> [Aim] Display every line of the data below that contains the string "wheel".

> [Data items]

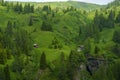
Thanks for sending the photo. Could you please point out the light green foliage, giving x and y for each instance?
(56, 29)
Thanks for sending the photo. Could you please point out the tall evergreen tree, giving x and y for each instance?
(118, 18)
(43, 64)
(111, 19)
(7, 73)
(116, 36)
(9, 30)
(30, 21)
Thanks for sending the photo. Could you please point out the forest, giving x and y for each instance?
(59, 41)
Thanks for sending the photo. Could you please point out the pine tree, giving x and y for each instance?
(96, 50)
(111, 19)
(118, 18)
(43, 64)
(116, 36)
(9, 30)
(30, 21)
(7, 73)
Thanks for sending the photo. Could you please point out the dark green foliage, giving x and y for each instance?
(9, 28)
(3, 56)
(22, 42)
(111, 72)
(87, 46)
(18, 64)
(43, 64)
(56, 44)
(7, 72)
(116, 36)
(118, 18)
(30, 21)
(111, 19)
(47, 9)
(46, 26)
(62, 69)
(116, 49)
(96, 50)
(73, 64)
(1, 73)
(18, 8)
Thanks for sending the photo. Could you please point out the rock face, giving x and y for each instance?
(93, 64)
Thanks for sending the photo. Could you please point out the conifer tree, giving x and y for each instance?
(118, 18)
(43, 64)
(7, 72)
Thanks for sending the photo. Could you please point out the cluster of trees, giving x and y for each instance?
(65, 69)
(116, 39)
(101, 22)
(71, 8)
(27, 8)
(55, 44)
(46, 26)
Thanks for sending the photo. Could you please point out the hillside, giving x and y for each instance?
(78, 5)
(54, 41)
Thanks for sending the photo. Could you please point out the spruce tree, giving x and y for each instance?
(7, 72)
(118, 18)
(43, 64)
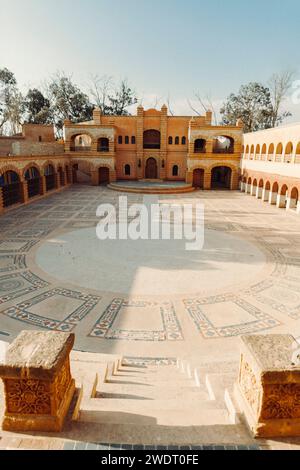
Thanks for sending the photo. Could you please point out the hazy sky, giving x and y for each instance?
(163, 47)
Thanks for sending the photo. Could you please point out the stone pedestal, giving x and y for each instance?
(38, 385)
(268, 388)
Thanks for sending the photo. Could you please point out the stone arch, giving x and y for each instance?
(198, 178)
(271, 151)
(221, 177)
(81, 141)
(10, 182)
(288, 152)
(223, 144)
(257, 152)
(200, 146)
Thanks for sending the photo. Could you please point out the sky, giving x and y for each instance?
(165, 48)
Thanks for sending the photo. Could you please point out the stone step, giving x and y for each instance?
(174, 412)
(154, 434)
(108, 390)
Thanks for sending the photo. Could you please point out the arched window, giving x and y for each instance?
(175, 170)
(152, 139)
(200, 146)
(103, 145)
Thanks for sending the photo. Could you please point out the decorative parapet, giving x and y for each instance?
(268, 389)
(38, 385)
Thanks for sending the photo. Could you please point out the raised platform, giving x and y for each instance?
(152, 187)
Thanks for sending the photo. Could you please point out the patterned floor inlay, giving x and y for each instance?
(16, 246)
(56, 309)
(10, 263)
(121, 320)
(13, 286)
(240, 318)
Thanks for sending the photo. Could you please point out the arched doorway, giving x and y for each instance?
(152, 139)
(198, 178)
(103, 175)
(50, 178)
(32, 176)
(11, 188)
(151, 169)
(221, 177)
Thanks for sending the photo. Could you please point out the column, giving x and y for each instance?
(139, 142)
(1, 201)
(207, 180)
(259, 192)
(95, 177)
(24, 191)
(266, 195)
(272, 198)
(43, 186)
(281, 201)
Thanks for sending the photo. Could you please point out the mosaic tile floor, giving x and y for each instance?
(247, 280)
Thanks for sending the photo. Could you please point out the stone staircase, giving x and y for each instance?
(151, 404)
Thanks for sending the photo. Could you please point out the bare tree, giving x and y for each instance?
(206, 104)
(100, 90)
(279, 84)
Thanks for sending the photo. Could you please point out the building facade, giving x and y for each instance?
(153, 145)
(270, 166)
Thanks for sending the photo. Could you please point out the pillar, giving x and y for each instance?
(207, 180)
(57, 180)
(272, 198)
(24, 191)
(259, 192)
(38, 387)
(266, 195)
(95, 177)
(1, 201)
(189, 177)
(43, 185)
(281, 201)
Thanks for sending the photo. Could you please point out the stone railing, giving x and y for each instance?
(38, 385)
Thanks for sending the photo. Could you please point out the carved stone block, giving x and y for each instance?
(268, 388)
(38, 385)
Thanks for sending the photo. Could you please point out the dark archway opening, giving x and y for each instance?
(103, 175)
(152, 139)
(151, 169)
(221, 177)
(198, 178)
(11, 188)
(32, 176)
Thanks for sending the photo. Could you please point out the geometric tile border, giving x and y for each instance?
(17, 262)
(279, 305)
(23, 249)
(104, 326)
(19, 284)
(20, 312)
(261, 321)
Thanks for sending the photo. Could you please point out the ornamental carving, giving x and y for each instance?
(28, 397)
(281, 401)
(61, 383)
(249, 385)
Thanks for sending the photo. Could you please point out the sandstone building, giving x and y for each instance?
(152, 145)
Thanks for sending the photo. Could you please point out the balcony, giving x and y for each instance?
(81, 149)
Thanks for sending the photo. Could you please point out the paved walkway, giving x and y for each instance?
(151, 298)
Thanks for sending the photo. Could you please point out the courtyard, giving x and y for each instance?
(150, 298)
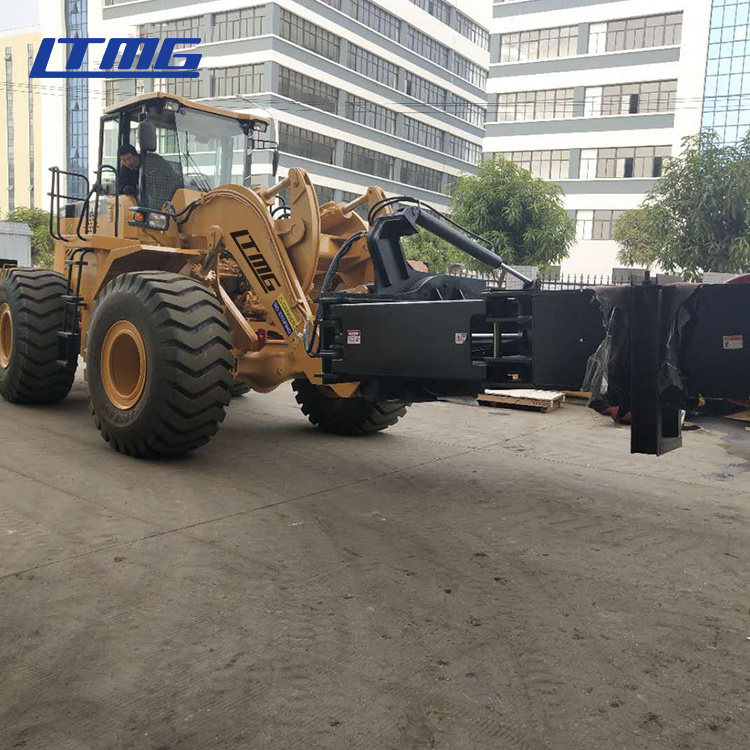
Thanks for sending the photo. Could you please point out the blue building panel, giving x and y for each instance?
(726, 106)
(77, 90)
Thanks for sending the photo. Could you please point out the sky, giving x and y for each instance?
(16, 15)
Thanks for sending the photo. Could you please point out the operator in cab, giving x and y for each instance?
(161, 177)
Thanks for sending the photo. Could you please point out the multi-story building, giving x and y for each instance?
(44, 122)
(21, 171)
(359, 92)
(596, 94)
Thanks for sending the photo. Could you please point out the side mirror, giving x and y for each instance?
(147, 137)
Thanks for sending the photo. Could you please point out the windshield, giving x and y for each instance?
(205, 150)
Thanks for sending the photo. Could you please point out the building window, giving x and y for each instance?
(465, 110)
(426, 46)
(640, 161)
(307, 90)
(309, 36)
(425, 91)
(376, 18)
(596, 225)
(190, 88)
(436, 8)
(726, 106)
(639, 33)
(463, 149)
(9, 129)
(548, 165)
(555, 104)
(370, 114)
(305, 143)
(540, 44)
(30, 95)
(472, 31)
(238, 24)
(469, 71)
(368, 161)
(438, 97)
(416, 175)
(237, 80)
(182, 28)
(631, 98)
(425, 135)
(373, 66)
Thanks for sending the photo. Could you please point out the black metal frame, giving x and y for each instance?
(656, 424)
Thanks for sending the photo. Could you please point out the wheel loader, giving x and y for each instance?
(179, 283)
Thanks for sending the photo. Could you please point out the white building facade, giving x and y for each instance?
(594, 95)
(390, 93)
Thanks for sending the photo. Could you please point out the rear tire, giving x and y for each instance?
(158, 364)
(31, 314)
(346, 416)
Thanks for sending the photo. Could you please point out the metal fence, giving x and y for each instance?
(551, 282)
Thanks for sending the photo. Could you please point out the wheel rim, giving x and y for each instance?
(124, 365)
(6, 335)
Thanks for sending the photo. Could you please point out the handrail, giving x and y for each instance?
(56, 195)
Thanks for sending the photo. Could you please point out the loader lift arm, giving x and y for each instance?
(196, 282)
(393, 339)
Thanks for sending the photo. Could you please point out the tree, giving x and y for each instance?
(697, 216)
(42, 245)
(522, 218)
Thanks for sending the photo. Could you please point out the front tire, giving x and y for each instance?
(31, 314)
(158, 364)
(346, 416)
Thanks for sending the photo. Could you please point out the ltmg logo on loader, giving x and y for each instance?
(151, 64)
(263, 272)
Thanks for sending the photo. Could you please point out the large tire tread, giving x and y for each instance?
(194, 363)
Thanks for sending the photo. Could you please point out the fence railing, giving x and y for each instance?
(550, 282)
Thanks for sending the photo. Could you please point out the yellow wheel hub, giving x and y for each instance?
(6, 335)
(124, 365)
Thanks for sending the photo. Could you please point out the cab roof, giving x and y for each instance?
(188, 103)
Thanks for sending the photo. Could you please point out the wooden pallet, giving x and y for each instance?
(577, 395)
(543, 401)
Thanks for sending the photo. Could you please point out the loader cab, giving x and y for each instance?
(171, 143)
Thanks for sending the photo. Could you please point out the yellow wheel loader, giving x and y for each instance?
(180, 283)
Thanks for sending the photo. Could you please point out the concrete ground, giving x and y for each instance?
(475, 579)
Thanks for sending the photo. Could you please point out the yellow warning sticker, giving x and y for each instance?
(285, 314)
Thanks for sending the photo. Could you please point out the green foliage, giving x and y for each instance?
(697, 216)
(42, 245)
(521, 216)
(634, 232)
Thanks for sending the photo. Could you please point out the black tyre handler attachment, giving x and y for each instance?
(646, 350)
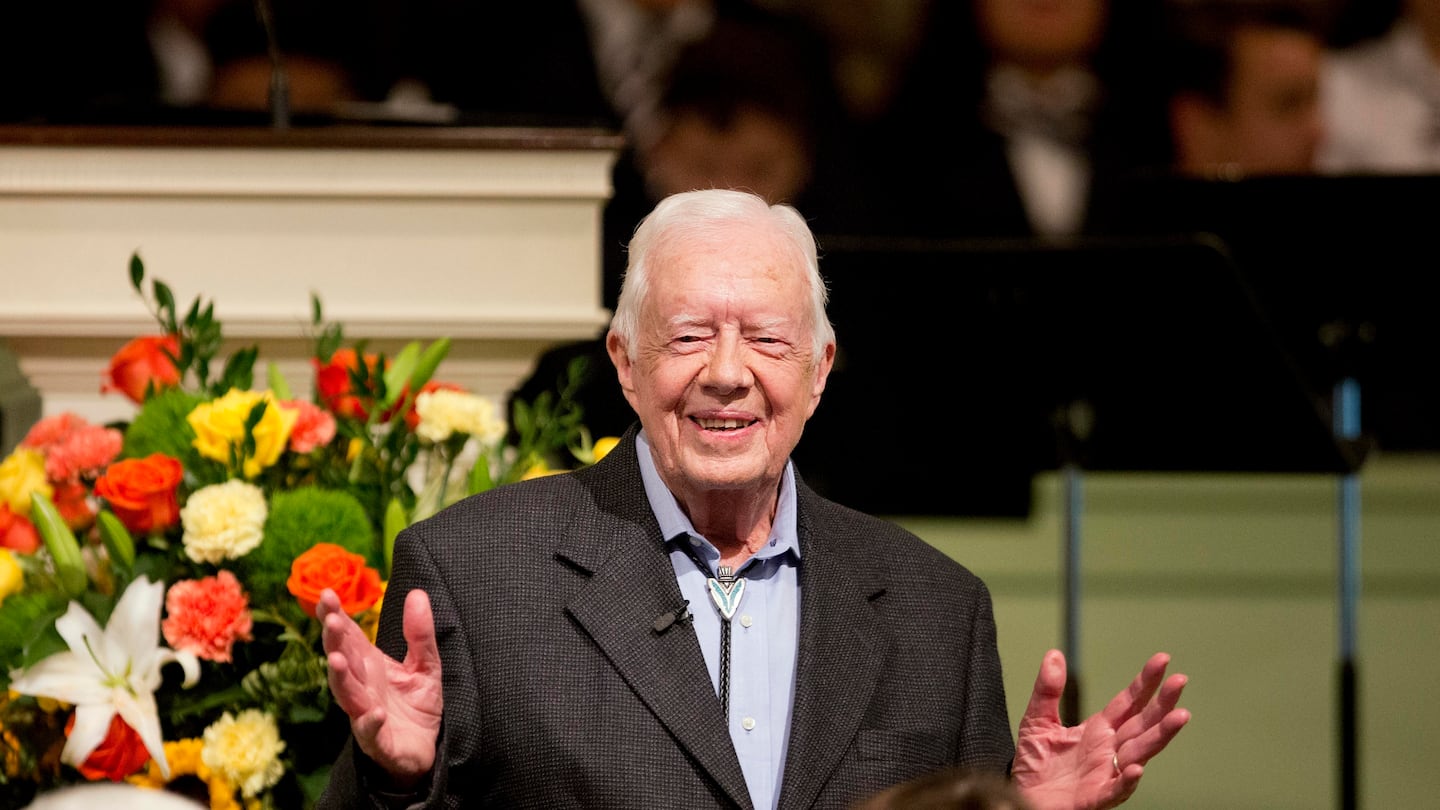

> [Answer for the task]
Thanks for sending the photo. Could you please point out the wheel loader, giving x and y for each instance?
Thanks for sending the photo. Could you please point out the wheel rim, giving x and y for each instance?
Thanks for sending the photo. Could you please point out the yellow wheel hub, giving x and y for each instance?
Thanks for sending the photo. Could you please point out the yellow wheel loader, giving x and y for each instance?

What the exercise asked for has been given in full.